What is expected »
Extend the passage on spiritual counselling and love beyond its final sentence.

Page extract »

The psychological mechanism of sublimation of unfulfilled potentialities that is so well described in psychoanalytic theory is now raised to a higher level of service and commitment by the spiritual glory of transfiguration. Psychological understanding can help a person make the most of his present endowments, however poor they may be. Spiritual wisdom can extend this basic, but very important, work by evoking an openness to the creative power of life in the love that comes from the constant, yet unobtrusive, solicitude of the counsellor. This 'creative power of life' is, incidentally, as satisfactory a definition of the work of the Holy Spirit as many humanistic agnostics would allow. But just as the common people who heard Jesus gladly were unknowingly encountering the very voice of God in whom until then they had only been able to believe from afar, so the agnostic client who is brought into direct relationship with the accepting love of a counsellor may begin to recognise the love of God by direct mystical insight. In the end all true love is known mystically, by which I mean that such love shows itself by lifting the beloved far beyond the limitations of his human nature to an apprehension of the glory of eternal union with the divine. Love, in other words, brings out the divinity lying at the core of our inner existence; it lets the spirit of the soul shine through the personality and be concentrated at the point of the ego, usually so demanding and predatory, so that Christ can show Himself in the life of the beloved, no matter how brief this appearance may be. But then one can say with the blind man whom Jesus healed, 'All I know is this: once I was blind, now I can see' (John 9:25).

Stored data entries:
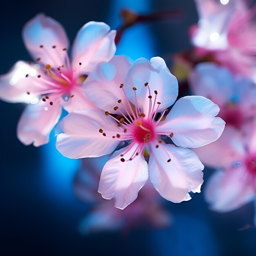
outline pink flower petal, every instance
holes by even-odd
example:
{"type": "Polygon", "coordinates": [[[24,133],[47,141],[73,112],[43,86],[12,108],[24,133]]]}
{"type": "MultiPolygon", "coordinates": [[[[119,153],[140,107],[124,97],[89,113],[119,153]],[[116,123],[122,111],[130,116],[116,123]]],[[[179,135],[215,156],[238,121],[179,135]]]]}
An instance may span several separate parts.
{"type": "MultiPolygon", "coordinates": [[[[161,102],[159,112],[161,112],[174,103],[178,96],[178,82],[160,57],[152,58],[150,61],[144,58],[138,59],[131,66],[125,83],[125,88],[129,99],[134,104],[135,98],[132,88],[135,87],[139,106],[146,115],[149,106],[148,88],[148,83],[153,100],[154,91],[157,91],[157,102],[161,102]]],[[[157,104],[156,104],[155,109],[157,104]]]]}
{"type": "Polygon", "coordinates": [[[114,56],[108,62],[97,64],[83,84],[88,97],[102,110],[115,113],[113,108],[118,106],[123,113],[125,112],[117,101],[122,100],[126,109],[128,109],[119,86],[124,83],[130,65],[127,58],[123,56],[114,56]]]}
{"type": "Polygon", "coordinates": [[[193,148],[204,164],[212,167],[230,167],[243,159],[244,150],[242,132],[229,125],[216,141],[193,148]]]}
{"type": "MultiPolygon", "coordinates": [[[[135,145],[125,155],[126,159],[132,156],[137,146],[135,145]]],[[[103,168],[99,187],[102,197],[114,198],[115,207],[120,209],[124,209],[137,198],[138,192],[148,177],[148,164],[142,154],[131,161],[120,161],[120,155],[127,149],[126,147],[113,154],[103,168]]]]}
{"type": "Polygon", "coordinates": [[[116,33],[103,22],[90,21],[84,25],[72,47],[72,65],[81,63],[81,73],[88,74],[97,63],[110,60],[116,50],[116,33]]]}
{"type": "Polygon", "coordinates": [[[183,97],[177,101],[156,130],[162,134],[173,132],[172,140],[177,146],[204,146],[216,141],[223,132],[225,122],[215,117],[219,111],[218,106],[204,97],[183,97]]]}
{"type": "Polygon", "coordinates": [[[169,201],[179,203],[190,200],[189,192],[200,192],[204,166],[189,148],[161,145],[171,161],[167,162],[169,157],[160,147],[150,148],[148,170],[151,182],[159,193],[169,201]]]}
{"type": "Polygon", "coordinates": [[[109,154],[119,141],[104,137],[99,129],[120,132],[117,123],[103,111],[80,110],[70,113],[61,121],[63,133],[57,137],[56,147],[70,158],[97,157],[109,154]]]}
{"type": "Polygon", "coordinates": [[[216,171],[207,185],[205,199],[217,211],[235,210],[256,198],[255,190],[243,166],[216,171]]]}
{"type": "Polygon", "coordinates": [[[34,64],[16,62],[8,73],[0,76],[0,99],[9,102],[29,103],[40,90],[33,83],[33,80],[38,79],[37,73],[34,64]],[[27,74],[29,77],[26,77],[27,74]]]}
{"type": "Polygon", "coordinates": [[[25,24],[22,36],[34,60],[40,58],[41,63],[55,67],[65,64],[66,54],[63,49],[68,47],[68,39],[63,27],[56,20],[43,13],[37,14],[25,24]]]}
{"type": "Polygon", "coordinates": [[[38,147],[49,141],[49,134],[61,113],[59,101],[54,101],[51,106],[49,103],[51,100],[50,97],[45,102],[39,100],[37,103],[30,104],[26,107],[17,129],[17,136],[25,145],[33,143],[38,147]]]}
{"type": "Polygon", "coordinates": [[[70,91],[70,95],[67,101],[61,98],[63,107],[68,112],[81,109],[98,109],[98,108],[86,97],[83,89],[80,86],[75,86],[70,91]],[[74,95],[74,96],[73,96],[74,95]]]}

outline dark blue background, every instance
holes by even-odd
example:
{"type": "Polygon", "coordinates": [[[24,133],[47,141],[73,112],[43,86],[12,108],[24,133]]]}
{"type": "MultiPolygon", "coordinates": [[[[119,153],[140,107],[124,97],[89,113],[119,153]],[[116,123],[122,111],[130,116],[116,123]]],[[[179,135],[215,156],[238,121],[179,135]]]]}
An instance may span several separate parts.
{"type": "MultiPolygon", "coordinates": [[[[187,29],[197,21],[192,0],[5,1],[0,6],[0,74],[19,60],[30,59],[21,31],[37,13],[45,12],[60,21],[72,42],[77,30],[91,20],[117,28],[124,6],[142,13],[179,9],[184,16],[172,23],[128,29],[118,54],[133,59],[159,56],[168,61],[172,53],[190,47],[187,29]]],[[[72,189],[79,162],[61,156],[55,149],[53,136],[49,144],[40,148],[21,144],[16,130],[23,107],[0,102],[0,255],[256,255],[253,205],[229,213],[215,213],[208,210],[203,193],[179,204],[166,201],[174,219],[168,229],[82,236],[78,225],[88,207],[76,198],[72,189]],[[252,227],[239,231],[247,224],[252,227]]],[[[211,171],[205,169],[205,180],[211,171]]]]}

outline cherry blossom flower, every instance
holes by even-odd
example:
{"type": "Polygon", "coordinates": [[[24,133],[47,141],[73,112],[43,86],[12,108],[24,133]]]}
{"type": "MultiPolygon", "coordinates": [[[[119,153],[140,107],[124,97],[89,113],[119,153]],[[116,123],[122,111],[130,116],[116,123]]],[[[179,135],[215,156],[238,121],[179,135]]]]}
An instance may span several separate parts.
{"type": "Polygon", "coordinates": [[[256,85],[211,63],[197,65],[190,80],[195,94],[216,101],[226,122],[217,141],[193,149],[204,164],[217,169],[207,184],[206,200],[218,211],[236,209],[256,197],[256,85]]]}
{"type": "Polygon", "coordinates": [[[62,106],[68,112],[96,108],[86,97],[83,82],[97,63],[108,61],[116,51],[116,31],[104,23],[91,21],[78,31],[67,55],[69,41],[57,21],[43,14],[25,25],[25,46],[37,64],[20,61],[0,76],[0,98],[30,103],[19,121],[17,136],[25,145],[36,146],[49,141],[62,106]]]}
{"type": "Polygon", "coordinates": [[[112,202],[103,199],[97,193],[101,172],[108,159],[104,156],[83,159],[83,166],[76,175],[75,193],[90,206],[80,223],[80,232],[86,234],[109,230],[127,233],[134,228],[170,226],[171,214],[161,206],[157,191],[148,182],[137,200],[123,211],[113,207],[112,202]]]}
{"type": "Polygon", "coordinates": [[[195,0],[198,24],[190,29],[197,54],[207,55],[234,73],[250,76],[255,70],[256,6],[242,0],[195,0]],[[239,63],[238,64],[238,63],[239,63]]]}
{"type": "MultiPolygon", "coordinates": [[[[96,67],[96,73],[97,70],[96,67]]],[[[100,88],[95,90],[94,87],[90,98],[98,106],[111,103],[109,97],[115,99],[118,90],[123,94],[106,111],[80,110],[65,117],[57,148],[70,158],[97,157],[124,143],[105,165],[98,190],[106,199],[114,198],[117,208],[123,209],[136,199],[148,172],[164,198],[174,202],[190,200],[190,192],[200,192],[204,166],[186,148],[201,146],[220,137],[225,122],[215,117],[218,107],[204,97],[186,97],[179,99],[165,117],[167,108],[176,99],[178,84],[160,57],[135,61],[124,85],[108,86],[111,93],[104,94],[103,103],[100,88]],[[171,138],[175,145],[166,144],[163,136],[171,138]],[[144,157],[147,152],[148,163],[144,157]]]]}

Result for this exercise »
It must also be acknowledged that the vast procession of human beings that we, as one of their number, encounter in a life's work, comprise a motley throng of individuals. Each is on his own rung of the ladders of spiritual development What is right for the needs of one person in terms of relationships may not be appropriate for someone else. Furthermore, all life is growth. The opinions we held when we were young should have been considerably modified and broadened by, the experience of life, and our lives on this earth are yet to be completed. Healing and growth are so complementary one to another as to be almost interchangeable categories. This is another reason why we must never judge, let alone condemn the life-style of another person. But when that life-style brings with it the exploitation or abuse of someone else, we are impelled to open the shutters of his mind so that he can begin to see the implications of his actions. The law is plain: whatever measure you deal out to others will be dealt back to you (Matt. 7:2). This terrible, though inevitable, law is fortunately subject to the other great law of forgiveness that permeates the universe and was, as Christians would assert, manifested crucially in the life of Christ. The love of God modifies and redirects the justice of God, but we have to make the first move, and this is the confession of sins. We are told elsewhere in the Sermon on the Mount 'Ask, and you will receive; seek, and you will find; knock, and the door will be opened. For everyone who asks receives, he who seeks finds, and to him who knocks, the door will be opened' (Matt. 7:7-8). But we have to seek, to ask and finally to knock at the door of the soul, so that He who knocks patiently at the other side, awaiting admission, may be allowed in to sit down to supper with us and we with Him (Rev. 3:20).

Counselling therefore has two aspects; the love of acceptance and the stern direction of the Holy Spirit leading the client on his way, divested of all illusions and disembarrassed of all unnecessary possessions, to become a person in his own right.